ZU BEARBEITENDE AUFGABEN
[1] Was wird laut Lesetext in den nächsten Jahren noch mehr reduziert?
[2] Nenne alle Abkürzungen aus Großbuchstaben, die im Lesetext vorkommen.

LESETEXT

· · · ·

Also - was erwartest Du, was hier im Krankenhaus geschehen soll???

Das Problem über den Umgang mit dem Tod / Sterben ist ein gesellschaftliches Problem. Und kein AH, RD oder KH eigenes Problem... Der Tod wird immer mehr und immer weiter verdrängt (vor allem in den Köpfen). Nur irgendwann lässt er sich nicht mehr weiter verdrängen oder aufhalten. Dann ist er einfach da.

Steiger
02.08.2007, 13:14
Das Problem über den Umgang mit dem Tod / Sterben ist ein gesellschaftliches Problem. Und kein AH, RD oder KH eigenes Problem... Der Tod wird immer mehr und immer weiter verdrängt (vor allem in den Köpfen). Nur irgendwann lässt er sich nicht mehr weiter verdrängen oder aufhalten. Dann ist er einfach da.

Fakt ist: In den nächsten Jahren wird das immer komplizierter, es darf, es muß .....usw... - Personal wird noch mehr reduziert.
Die Sterbenden werden mit Ihren Ängsten+Sorgen immer mehr allein gelassen!
Wir erleben doch in jetziger Zeit schon oft den Trend "Deckel zu und fertig-total anonym weg gebracht"(ist das menschlich?)

· · · ·

Bildbezogene Zeigedaten
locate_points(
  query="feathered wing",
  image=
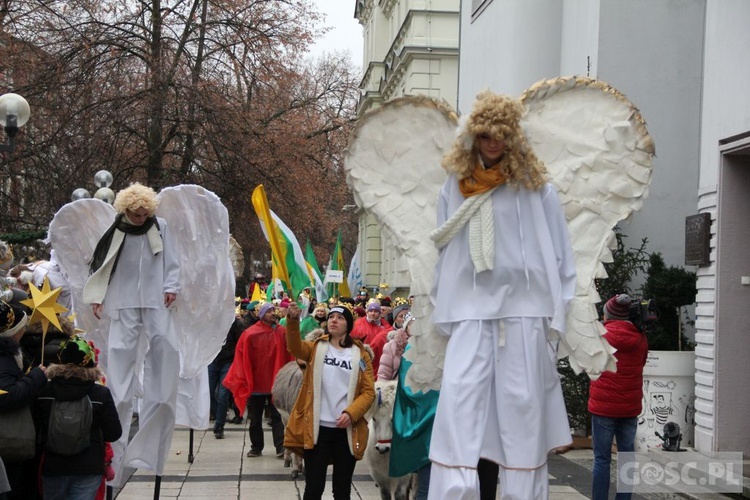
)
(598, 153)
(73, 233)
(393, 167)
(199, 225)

· · · ·

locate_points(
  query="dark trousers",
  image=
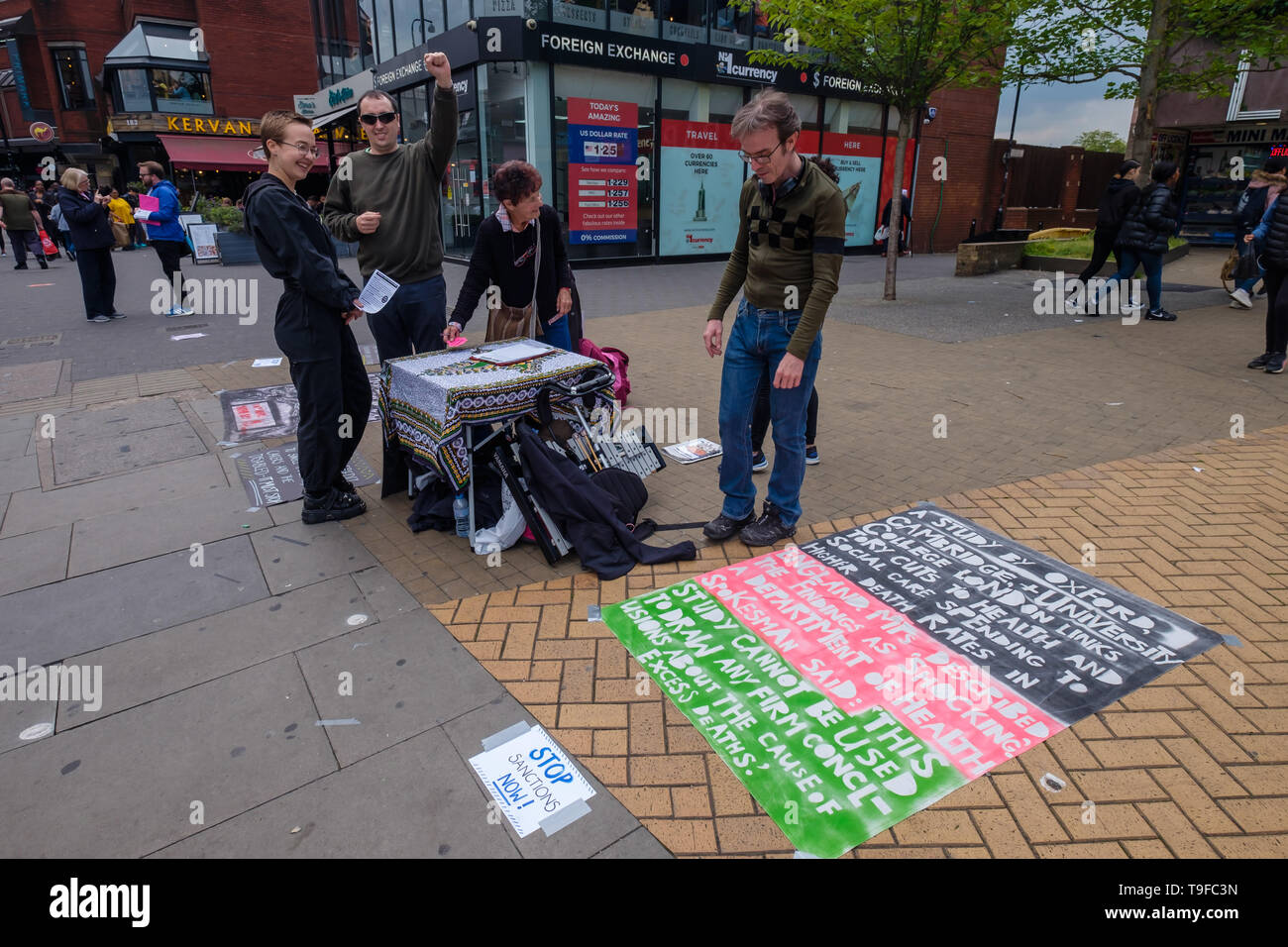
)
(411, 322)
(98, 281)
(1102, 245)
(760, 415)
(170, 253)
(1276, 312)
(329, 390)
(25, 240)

· · · ·

LÖSUNGEN
[1] Das Personal.

[2] AH, RD, KH